__TASK INSTRUCTIONS__.
Copy each of the items below word for word, leaving every line unchanged.

__STORED DATA__.

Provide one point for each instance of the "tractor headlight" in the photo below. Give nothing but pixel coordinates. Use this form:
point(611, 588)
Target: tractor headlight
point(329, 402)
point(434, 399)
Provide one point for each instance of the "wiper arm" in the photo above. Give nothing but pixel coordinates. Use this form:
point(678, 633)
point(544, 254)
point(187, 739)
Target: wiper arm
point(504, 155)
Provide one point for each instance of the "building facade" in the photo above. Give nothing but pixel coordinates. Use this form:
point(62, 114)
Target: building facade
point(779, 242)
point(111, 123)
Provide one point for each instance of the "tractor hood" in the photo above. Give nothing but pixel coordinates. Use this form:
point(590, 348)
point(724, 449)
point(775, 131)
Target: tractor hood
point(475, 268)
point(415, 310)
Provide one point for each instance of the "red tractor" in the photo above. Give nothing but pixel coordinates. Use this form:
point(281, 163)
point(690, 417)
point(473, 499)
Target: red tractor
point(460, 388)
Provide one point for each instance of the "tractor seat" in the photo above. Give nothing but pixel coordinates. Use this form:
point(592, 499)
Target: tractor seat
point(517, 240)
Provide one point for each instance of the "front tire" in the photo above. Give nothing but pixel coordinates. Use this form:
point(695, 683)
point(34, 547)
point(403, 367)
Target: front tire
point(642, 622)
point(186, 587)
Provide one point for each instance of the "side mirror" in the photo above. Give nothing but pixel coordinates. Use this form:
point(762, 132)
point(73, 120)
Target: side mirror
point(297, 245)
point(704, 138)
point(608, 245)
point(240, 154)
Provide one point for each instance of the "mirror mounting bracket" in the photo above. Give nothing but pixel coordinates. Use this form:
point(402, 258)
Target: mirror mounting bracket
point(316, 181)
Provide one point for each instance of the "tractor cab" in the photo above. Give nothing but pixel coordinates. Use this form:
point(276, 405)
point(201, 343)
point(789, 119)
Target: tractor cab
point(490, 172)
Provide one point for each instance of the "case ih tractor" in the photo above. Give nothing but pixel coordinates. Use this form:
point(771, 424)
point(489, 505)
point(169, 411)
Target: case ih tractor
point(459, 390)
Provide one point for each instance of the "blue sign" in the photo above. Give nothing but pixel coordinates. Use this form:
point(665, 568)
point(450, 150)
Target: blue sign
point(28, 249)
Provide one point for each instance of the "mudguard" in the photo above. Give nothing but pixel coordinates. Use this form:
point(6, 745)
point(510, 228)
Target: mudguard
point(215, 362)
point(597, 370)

__RESULT FOR THIS EXERCISE__.
Provide one point for each instance of the "tractor headlight" in the photo below. Give nothing but pixel coordinates. Use this form:
point(611, 588)
Target: tractor headlight
point(329, 402)
point(434, 399)
Provide one point for each instance of the "wiper arm" in the photo above. Give nothing but pixel coordinates. Use this form:
point(678, 633)
point(544, 254)
point(187, 739)
Target: wiper arm
point(504, 155)
Provide one point for each instance of the "building facade" in the photo above. Give nothing but pixel coordinates. Use this form:
point(62, 114)
Target: building facade
point(779, 242)
point(111, 123)
Provide one point for each instance of the "tractor hood" in the photo above. Give nothing but pixel coordinates. Use this form:
point(590, 348)
point(724, 449)
point(775, 131)
Target: tractor hood
point(475, 268)
point(415, 310)
Provide one point for each instance of the "red tractor" in the photo above. Give nothing but pixel coordinates. Use this form:
point(281, 163)
point(690, 417)
point(473, 499)
Target: red tractor
point(460, 388)
Provide one point for each instance of the "tractor seat" in the photo above. Give nothing but pixel coordinates. Use this form:
point(592, 499)
Target: tractor seat
point(517, 240)
Provide one point for each instance of the "front tire" in the photo above. Give nothing but pixel coordinates. Use this form:
point(695, 683)
point(34, 547)
point(403, 367)
Target: front tire
point(642, 622)
point(186, 587)
Provide one point for each instance of the "side mirror" in the photo above. Give nothing but pixel coordinates. Use this form:
point(762, 132)
point(73, 120)
Target: side mirror
point(297, 245)
point(704, 138)
point(608, 245)
point(240, 154)
Provide one point for each instance of the "mirror mounting bracket" in the photo above. Give nothing but pixel coordinates. Use this form:
point(402, 258)
Target: mirror mounting bracket
point(316, 181)
Provide one point for each instance of the "tractor cab" in the photo above. Give nothing but pixel coordinates. Use this form:
point(276, 405)
point(201, 343)
point(789, 119)
Target: tractor cab
point(490, 172)
Provide one point for each instance of the "case ih tractor" in the photo above. Give nothing but pixel coordinates. Use this form:
point(771, 424)
point(489, 505)
point(169, 411)
Target: case ih tractor
point(459, 390)
Provide one point for each instance of the "blue sign" in the photo above. Give nothing but pixel coordinates. Use this form:
point(665, 568)
point(450, 150)
Target: blue sign
point(28, 249)
Provide one point for each instance of the "mudguard" in the photo above. Give nothing but pixel coordinates. Use this form:
point(6, 745)
point(510, 228)
Target: mudguard
point(215, 362)
point(597, 370)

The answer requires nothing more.